To install FlyBody from the GUI instead of doing it manually:

View -> 3D Examples -> Install FlyBody…

That action:

  • clones FlyBody from GitHub if the checkout is missing
  • runs scripts/setup_flybody_uv.sh
  • keeps the setup opt-in and separate from normal Annolid workflows

If you already created a repo-local FlyBody environment, for example:

cd /path/to/flybody
uv venv --python 3.12
source .venv/bin/activate
uv pip install -e .

Annolid will now detect that repo-local .venv automatically in the FlyBody status dialog and when launching the live FlyBody example.

4. Add Depth for 3D Targets

If you have already generated Annolid depth sidecars, pass them in directly:

annolid-run predict flybody \
  --input pose.ndjson \
  --depth-ndjson depth.ndjson \
  --mapping flybody.yaml \
  --out-ndjson flybody.ndjson \
  --dry-run

When coordinate_system.camera_intrinsics is populated in the mapping file, Annolid lifts image coordinates into 3D camera coordinates. If intrinsics are missing, Annolid falls back to:

(x_px, y_px, depth)

Recommended intrinsics fields:

  • fx
  • fy
  • cx
  • cy

5. Smooth and Fill Small Gaps

Preprocess pose tracks before lifting or fitting:

annolid-run predict flybody \
  --input pose.ndjson \
  --depth-ndjson depth.ndjson \
  --mapping flybody.yaml \
  --out-ndjson flybody.ndjson \
  --smooth-mode ema \
  --max-gap-frames 2 \
  --fps 30 \
  --dry-run

Supported smoothing modes:

  • none
  • ema
  • one_euro
  • kalman

Practical defaults:

  • use --max-gap-frames 1 or 2 for short occlusions,
  • start with --smooth-mode ema,
  • only move to kalman when tracks are noisy enough to justify prediction.

6. Run the Backend-Neutral Validation Path

Use the lightweight identity backend when you want to test data flow without FlyBody-specific assumptions:

annolid-run predict simulation_runner \
  --backend identity \
  --input pose.json \
  --mapping sim.json \
  --out-ndjson sim.ndjson

7. Move to Real FlyBody Runtime

The non---dry-run path is already wired for optional backend imports and has been validated locally against a FlyBody checkout in .venv:

annolid-run predict flybody \
  --input pose.ndjson \
  --depth-ndjson depth.ndjson \
  --mapping flybody.yaml \
  --out-ndjson flybody.ndjson \
  --ik-max-steps 4000

Current expectation:

  • FlyBody must be installed separately.

□ □ □ □

[Assignment] In the FlyBody guide, rewrite everything from "The non---dry-run path" down to "be installed separately.", changing "4000" to "8000".

□ □ □ □

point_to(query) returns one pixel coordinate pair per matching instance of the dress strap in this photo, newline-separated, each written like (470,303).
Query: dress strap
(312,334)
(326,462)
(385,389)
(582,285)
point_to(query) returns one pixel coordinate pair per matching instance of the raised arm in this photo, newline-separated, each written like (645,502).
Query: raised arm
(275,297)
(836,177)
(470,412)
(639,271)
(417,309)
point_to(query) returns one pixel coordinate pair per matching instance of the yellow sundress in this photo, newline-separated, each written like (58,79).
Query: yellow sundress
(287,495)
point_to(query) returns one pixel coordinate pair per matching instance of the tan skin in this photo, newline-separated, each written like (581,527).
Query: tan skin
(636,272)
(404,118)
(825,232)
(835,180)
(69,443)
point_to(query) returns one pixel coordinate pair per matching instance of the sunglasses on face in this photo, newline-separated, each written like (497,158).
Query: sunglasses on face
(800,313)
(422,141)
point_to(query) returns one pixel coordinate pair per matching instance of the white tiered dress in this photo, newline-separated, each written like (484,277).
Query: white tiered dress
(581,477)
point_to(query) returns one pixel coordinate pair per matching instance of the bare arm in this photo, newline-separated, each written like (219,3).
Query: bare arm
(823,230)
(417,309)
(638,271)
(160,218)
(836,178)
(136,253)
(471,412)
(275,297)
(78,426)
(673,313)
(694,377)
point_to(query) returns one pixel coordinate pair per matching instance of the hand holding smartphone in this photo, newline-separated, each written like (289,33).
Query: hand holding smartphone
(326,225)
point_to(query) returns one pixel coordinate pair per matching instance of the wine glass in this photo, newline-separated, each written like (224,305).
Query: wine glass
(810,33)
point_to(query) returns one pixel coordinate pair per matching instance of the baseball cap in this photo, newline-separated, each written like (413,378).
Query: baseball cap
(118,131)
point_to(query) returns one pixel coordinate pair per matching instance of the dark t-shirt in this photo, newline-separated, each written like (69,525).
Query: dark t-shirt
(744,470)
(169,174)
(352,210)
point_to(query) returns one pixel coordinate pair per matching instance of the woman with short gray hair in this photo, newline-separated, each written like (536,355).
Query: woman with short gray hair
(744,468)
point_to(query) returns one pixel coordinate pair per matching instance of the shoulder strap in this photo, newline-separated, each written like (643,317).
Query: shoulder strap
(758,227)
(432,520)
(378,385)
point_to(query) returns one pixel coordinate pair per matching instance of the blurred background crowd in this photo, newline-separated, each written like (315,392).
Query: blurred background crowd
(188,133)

□ □ □ □

[Result of the task]
The non---dry-run path is already wired for optional backend imports and has been validated locally against a FlyBody checkout in .venv:

annolid-run predict flybody \
  --input pose.ndjson \
  --depth-ndjson depth.ndjson \
  --mapping flybody.yaml \
  --out-ndjson flybody.ndjson \
  --ik-max-steps 8000

Current expectation:

  • FlyBody must be installed separately.